■ **Text to read**
::::
Feature Extraction: Traditional Algorithms vs Deep Learning

Feature Extraction: Traditional Algorithms vs Deep Learning

Source: Fundamentals and Advanced Topics in Deep Learning

This article is approximately 3100 words and is recommended for a 10-minute read.
Feature extraction is an important topic in computer vision. Whether it is SLAM, SFM, 3D reconstruction, or other important applications, the foundation lies in the reliable extraction and matching of feature points across images.

Feature extraction has remained a hot research topic in the field of computer vision. In general, fast, accurate, and robust feature point extraction is a basic requirement for achieving higher-level tasks.

Feature points are pixels in an image where the gradient changes sharply, such as corners and edges. FAST (Features from Accelerated Segment Test) is a high-speed corner detection algorithm, while the Scale-Invariant Feature Transform (SIFT) is perhaps the most famous traditional local feature point, and it remains widely used to this day. Feature extraction generally includes two processes: feature point detection and descriptor computation. Descriptors are a means of measuring feature similarity, used to determine corresponding spatial objects in different images, such as the BRIEF (Binary Robust Independent Elementary Features) descriptor. Reliable feature extraction should include the following characteristics:

(1) Invariance to rotation and scale changes;(2) Strong adaptability to changes in 3D perspective and lighting;(3) Local features remain invariant even in occlusion and cluttered scenes;(4) Strong ability to differentiate between features, facilitating matching;

(5) A large quantity, generally around 2000 feature points can be extracted from a 500×500 image.

In recent years, the rise of deep learning has led many scholars to attempt to use deep networks to extract feature points from images, achieving some stage results. Figure 1 shows the characteristics of different feature extraction methods. In this article, traditional algorithms are exemplified by ORB features, while deep learning is exemplified by SuperPoint to illustrate their principles and compare performance.

Feature Extraction: Traditional Algorithms vs Deep LearningFigure 1 Comparison of Different Feature Extraction Methods

Traditional Algorithm – ORB Features

Although SIFT is the most famous method for feature extraction, its large computational load prevents it from being used in some real-time applications. To study a feature extraction algorithm that is both fast and accurate, Ethan Rublee et al. proposed ORB features in 2011: “ORB: An Efficient Alternative to SIFT or SURF”. The ORB algorithm is divided into two parts: feature point extraction and feature point description. ORB features combine the detection method of FAST feature points with the BRIEF feature descriptor, and improvements and optimizations are made based on their original foundations. Its speed is 100 times that of SIFT and 10 times that of SURF.

FAST Feature Extraction

Select a point P from the image, as shown in Figure 2. The following steps determine whether this point is a feature point: draw a circle with a radius of 3 pixels centered at P; compare the gray values of the pixels on the circumference to find pixels with gray values exceeding l(P) + h and below l(P) – h, where l(P) is the gray value at point P, and h is a given threshold; if there are n consecutive pixels that meet the condition, then P is considered a feature point. Generally, n is set to 9. To speed up feature point extraction, the gray values at positions 1, 9, 5, and 13 are first detected; if P is a feature point, then at least 3 of the 4 positions must meet the condition. If not, this point is discarded.
::::
■ **Dataset**
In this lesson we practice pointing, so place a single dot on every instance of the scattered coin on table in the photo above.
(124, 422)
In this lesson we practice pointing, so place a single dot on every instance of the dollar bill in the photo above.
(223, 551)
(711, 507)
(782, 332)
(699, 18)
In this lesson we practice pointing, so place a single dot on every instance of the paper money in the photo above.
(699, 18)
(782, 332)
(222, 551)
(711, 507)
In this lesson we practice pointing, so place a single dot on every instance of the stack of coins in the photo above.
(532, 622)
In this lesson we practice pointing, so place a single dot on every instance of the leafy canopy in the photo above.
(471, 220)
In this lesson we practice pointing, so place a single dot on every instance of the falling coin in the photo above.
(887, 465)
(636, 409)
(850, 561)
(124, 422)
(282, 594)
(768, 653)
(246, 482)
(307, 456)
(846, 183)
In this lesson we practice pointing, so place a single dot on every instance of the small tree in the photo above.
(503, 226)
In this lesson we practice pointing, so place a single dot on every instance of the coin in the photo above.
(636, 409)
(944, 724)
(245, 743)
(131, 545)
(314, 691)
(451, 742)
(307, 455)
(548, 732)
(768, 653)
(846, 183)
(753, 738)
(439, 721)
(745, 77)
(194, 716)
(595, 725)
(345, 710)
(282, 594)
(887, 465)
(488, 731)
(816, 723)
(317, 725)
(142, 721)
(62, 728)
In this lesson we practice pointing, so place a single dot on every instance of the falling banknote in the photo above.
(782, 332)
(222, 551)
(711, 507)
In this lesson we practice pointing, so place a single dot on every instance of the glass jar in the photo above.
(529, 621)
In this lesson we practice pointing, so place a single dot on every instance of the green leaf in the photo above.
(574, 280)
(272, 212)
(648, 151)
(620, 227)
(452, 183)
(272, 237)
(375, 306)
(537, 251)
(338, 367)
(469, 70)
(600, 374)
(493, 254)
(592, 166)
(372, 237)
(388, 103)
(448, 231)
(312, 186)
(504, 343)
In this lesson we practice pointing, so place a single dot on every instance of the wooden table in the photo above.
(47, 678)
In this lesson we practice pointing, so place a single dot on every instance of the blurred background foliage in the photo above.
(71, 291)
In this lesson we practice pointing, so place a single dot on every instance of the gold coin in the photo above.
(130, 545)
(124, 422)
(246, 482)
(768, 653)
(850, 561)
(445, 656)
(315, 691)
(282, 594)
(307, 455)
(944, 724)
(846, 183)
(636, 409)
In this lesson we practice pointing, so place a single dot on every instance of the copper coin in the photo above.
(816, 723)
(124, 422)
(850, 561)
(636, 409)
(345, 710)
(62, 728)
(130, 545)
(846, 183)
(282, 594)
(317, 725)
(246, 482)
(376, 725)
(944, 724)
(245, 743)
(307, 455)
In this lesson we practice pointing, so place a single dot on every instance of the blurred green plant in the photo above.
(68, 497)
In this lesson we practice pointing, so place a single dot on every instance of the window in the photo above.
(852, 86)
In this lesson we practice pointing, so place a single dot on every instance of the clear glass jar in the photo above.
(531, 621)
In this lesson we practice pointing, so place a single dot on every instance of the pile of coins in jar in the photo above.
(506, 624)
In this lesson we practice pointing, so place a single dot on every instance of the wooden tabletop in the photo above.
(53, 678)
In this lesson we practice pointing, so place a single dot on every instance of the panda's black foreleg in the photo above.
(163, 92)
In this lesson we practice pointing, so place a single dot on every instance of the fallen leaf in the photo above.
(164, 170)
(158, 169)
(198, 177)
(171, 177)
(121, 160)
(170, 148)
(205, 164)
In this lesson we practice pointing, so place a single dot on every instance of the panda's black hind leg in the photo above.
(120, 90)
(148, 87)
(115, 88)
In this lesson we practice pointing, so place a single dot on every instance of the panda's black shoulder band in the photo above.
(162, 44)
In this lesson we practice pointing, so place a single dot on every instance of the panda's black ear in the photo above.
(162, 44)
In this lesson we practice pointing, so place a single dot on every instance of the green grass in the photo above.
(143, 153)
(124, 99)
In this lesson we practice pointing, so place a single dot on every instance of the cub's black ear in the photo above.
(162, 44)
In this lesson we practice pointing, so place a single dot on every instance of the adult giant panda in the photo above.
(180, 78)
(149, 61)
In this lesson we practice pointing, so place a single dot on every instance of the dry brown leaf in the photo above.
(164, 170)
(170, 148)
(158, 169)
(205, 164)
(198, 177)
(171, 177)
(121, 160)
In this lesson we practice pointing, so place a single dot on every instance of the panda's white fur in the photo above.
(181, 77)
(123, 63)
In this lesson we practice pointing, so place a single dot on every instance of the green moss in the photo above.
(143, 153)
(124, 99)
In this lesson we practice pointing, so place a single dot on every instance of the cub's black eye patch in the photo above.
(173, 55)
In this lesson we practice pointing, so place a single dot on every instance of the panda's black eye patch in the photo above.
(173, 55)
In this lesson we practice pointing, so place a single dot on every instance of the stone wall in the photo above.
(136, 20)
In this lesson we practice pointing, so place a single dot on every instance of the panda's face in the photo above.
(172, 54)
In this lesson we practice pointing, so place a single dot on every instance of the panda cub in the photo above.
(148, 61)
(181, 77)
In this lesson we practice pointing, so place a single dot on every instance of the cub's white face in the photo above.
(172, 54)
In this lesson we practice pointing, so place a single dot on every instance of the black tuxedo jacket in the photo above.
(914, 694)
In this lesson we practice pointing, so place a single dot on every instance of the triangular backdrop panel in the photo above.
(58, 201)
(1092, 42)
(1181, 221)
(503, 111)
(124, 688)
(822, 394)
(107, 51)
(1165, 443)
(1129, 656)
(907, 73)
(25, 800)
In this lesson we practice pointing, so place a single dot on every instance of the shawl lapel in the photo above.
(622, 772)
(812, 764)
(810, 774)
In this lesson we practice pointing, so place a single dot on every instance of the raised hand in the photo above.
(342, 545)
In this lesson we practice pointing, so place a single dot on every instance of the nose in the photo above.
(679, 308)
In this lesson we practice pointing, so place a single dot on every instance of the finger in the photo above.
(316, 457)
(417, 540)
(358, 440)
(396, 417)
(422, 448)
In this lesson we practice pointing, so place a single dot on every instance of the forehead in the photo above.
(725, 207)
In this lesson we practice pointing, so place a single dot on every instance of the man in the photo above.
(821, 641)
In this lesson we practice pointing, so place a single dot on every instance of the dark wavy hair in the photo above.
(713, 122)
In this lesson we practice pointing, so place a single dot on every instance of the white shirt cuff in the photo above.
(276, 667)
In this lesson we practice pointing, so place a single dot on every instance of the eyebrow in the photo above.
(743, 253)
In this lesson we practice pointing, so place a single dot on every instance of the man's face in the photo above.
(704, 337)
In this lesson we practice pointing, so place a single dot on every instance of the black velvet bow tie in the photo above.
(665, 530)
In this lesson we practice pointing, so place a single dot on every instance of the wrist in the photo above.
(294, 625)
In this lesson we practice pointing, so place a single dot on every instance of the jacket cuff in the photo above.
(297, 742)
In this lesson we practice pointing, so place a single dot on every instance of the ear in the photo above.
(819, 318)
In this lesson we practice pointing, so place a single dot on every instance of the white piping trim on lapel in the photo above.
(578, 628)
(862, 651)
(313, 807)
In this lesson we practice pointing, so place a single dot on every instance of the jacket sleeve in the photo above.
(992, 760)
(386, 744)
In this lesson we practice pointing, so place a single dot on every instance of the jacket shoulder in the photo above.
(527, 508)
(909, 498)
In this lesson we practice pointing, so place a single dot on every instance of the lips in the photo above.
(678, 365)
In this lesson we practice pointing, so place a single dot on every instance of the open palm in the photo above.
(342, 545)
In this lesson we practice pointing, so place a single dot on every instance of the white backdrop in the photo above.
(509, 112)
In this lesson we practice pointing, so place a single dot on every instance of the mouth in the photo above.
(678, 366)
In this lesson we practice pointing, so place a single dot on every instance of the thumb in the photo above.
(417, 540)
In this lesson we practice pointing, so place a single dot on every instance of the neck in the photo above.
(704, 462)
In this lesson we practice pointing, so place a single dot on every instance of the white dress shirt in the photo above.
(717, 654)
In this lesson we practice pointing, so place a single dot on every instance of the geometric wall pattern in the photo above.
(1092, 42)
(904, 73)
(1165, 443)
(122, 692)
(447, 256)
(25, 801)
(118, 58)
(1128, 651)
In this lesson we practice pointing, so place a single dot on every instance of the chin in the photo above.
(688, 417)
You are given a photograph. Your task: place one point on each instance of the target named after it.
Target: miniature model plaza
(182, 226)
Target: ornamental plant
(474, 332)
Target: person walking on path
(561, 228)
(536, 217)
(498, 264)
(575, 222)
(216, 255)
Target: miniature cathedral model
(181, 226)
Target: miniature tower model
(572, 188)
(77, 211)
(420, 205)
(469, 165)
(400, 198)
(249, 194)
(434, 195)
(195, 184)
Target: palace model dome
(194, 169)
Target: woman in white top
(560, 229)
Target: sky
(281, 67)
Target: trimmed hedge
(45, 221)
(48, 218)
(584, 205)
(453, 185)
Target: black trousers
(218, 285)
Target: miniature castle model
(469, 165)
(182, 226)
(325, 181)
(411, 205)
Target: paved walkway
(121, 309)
::::
■ **Problems to solve**
1. Answer these from the feature extraction article:
(a) Around how many feature points can generally be extracted from a 500×500 image?
(b) How many times faster than SIFT is ORB?
(c) What radius does FAST use for the circle drawn around point P?
2. Carry the feature extraction article forward, starting right after its final sentence.

■ **Responses to the tasks**
1.
(a) Around 2000.
(b) 100 times.
(c) 3 pixels.

2.
Feature Extraction: Traditional Algorithms vs Deep Learning

Figure 2 Illustration of FAST Feature Point Determination

The number of FAST corner points detected through the above steps is large and uncertain; therefore, ORB improves upon this. For K key points, the original FAST corner points are calculated for their Harris response values, and then the feature points are sorted based on these response values, selecting the top K corner points with the largest responses as the final corner point set. Additionally, FAST lacks scale invariance and rotation invariance. The ORB algorithm builds an image pyramid, performs downsampling at different levels to obtain images of varying resolutions, and detects corner points at each level of the pyramid to obtain multi-scale features. Finally, the main direction of the feature points is calculated using the gray centroid method. The authors use moments to compute the centroid within the radius range of the feature point, and the vector formed from the feature point coordinates to the centroid serves as the direction of that feature point. The moment is defined as follows:

Feature Extraction: Traditional Algorithms vs Deep Learning

Calculate the 0th and 1st moments of the image:

Feature Extraction: Traditional Algorithms vs Deep Learning

The centroid of the feature point’s neighborhood is:

Feature Extraction: Traditional Algorithms vs Deep Learning

Further obtain the main direction of the feature point:

Feature Extraction: Traditional Algorithms vs Deep Learning

Descriptor Calculation

The BRIEF algorithm computes a binary string feature descriptor, characterized by high speed and low storage requirements. The specific steps involve selecting n pairs of pixel points pi, qi (i=1,2,…,n) within the neighborhood of a feature point. Then, the gray values of each pair are compared. If I(pi) > I(qi), a 1 is generated in the binary string; otherwise, a 0 is generated. By comparing all point pairs, a binary string of length n is generated. Typically, n is set to 128, 256, or 512. Additionally, to enhance the noise resistance of the feature descriptor, the algorithm first applies Gaussian smoothing to the image. When selecting point pairs, the authors tested 5 patterns to find the optimal feature point matching pattern.

Feature Extraction: Traditional Algorithms vs Deep Learning

Figure 3 Testing Distribution Methods

The final conclusion is that the second mode (b) can achieve better matching results.

Deep Learning Approach – SuperPoint

The deep learning approach to feature point extraction utilizes deep neural networks to extract feature points instead of manually designing features. Its feature detection performance is closely related to the training samples and network structure. It is generally divided into a feature detection module and a descriptor computation module. Here, we introduce the main idea of this method using the widely applied SuperPoint as an example.

This method employs a self-supervised fully convolutional network framework, training to obtain feature points (keypoints) and descriptors. Self-supervised means that the dataset used for training the network is also constructed using deep learning methods. The network can be divided into three parts (see Figure 1), (a) is the BaseDetector (feature point detection network), (b) is the ground truth self-calibration module, and (c) is the SuperPoint network, which outputs feature points and descriptors. Although it is based on a deep learning framework, this method can output detection results at 70HZ on a Titan X GPU, fully meeting real-time requirements.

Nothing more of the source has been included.